--- begin Data for processing ---
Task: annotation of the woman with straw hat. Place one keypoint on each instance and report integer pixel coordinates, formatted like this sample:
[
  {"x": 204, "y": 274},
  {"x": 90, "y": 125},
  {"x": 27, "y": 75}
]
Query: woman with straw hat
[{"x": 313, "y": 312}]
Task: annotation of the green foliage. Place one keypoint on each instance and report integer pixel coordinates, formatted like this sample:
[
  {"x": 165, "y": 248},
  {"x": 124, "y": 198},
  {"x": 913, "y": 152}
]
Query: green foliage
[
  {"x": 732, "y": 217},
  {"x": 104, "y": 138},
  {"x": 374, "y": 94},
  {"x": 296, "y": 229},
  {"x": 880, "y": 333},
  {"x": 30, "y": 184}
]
--- end Data for processing ---
--- begin Data for processing ---
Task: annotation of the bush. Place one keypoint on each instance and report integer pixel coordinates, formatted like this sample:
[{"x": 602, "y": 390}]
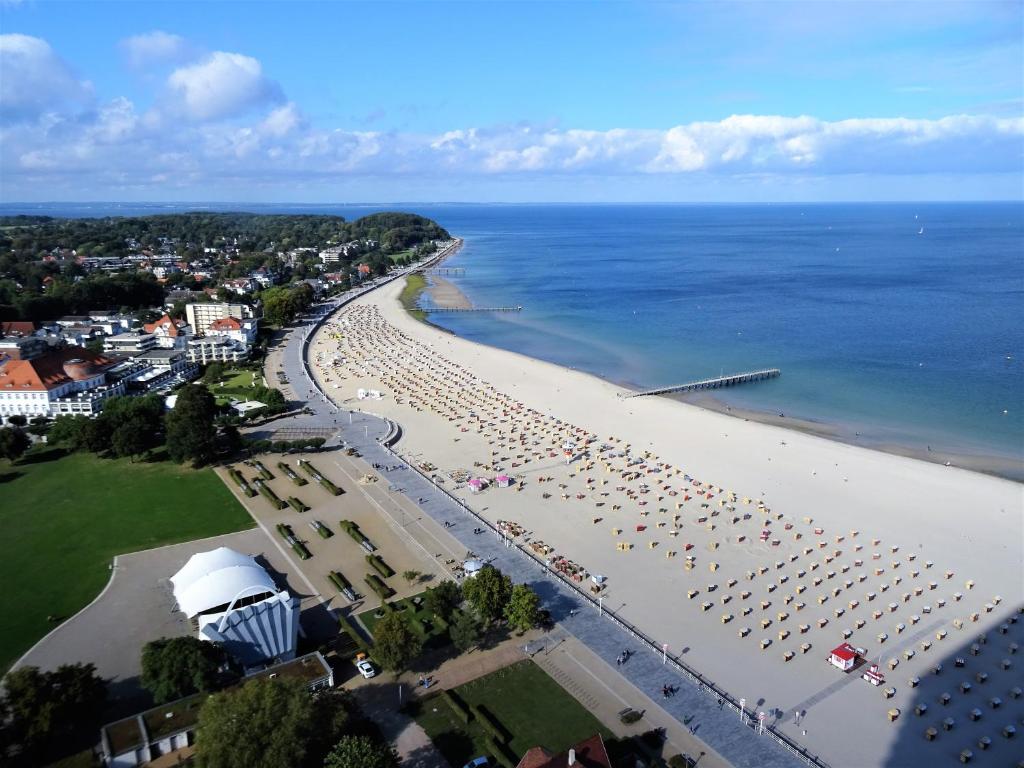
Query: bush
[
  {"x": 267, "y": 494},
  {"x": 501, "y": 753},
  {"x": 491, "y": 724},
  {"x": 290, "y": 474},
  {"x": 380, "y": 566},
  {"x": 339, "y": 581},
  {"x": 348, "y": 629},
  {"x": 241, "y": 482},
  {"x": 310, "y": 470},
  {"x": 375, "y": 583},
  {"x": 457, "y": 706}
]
--- end Data for processing ---
--- begin Data for processing ---
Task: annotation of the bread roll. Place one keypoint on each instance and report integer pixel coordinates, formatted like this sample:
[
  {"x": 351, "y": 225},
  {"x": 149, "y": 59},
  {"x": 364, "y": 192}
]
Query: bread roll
--- end Data for processing ---
Task objective -> Extract every line in the entries that contains the word "with", reproducing each line unchanged and in its original order.

Answer to the exercise ->
Task: annotation of the woman with straw hat. Place one keypoint on each instance and report integer pixel coordinates, formatted like this sample:
Query: woman with straw hat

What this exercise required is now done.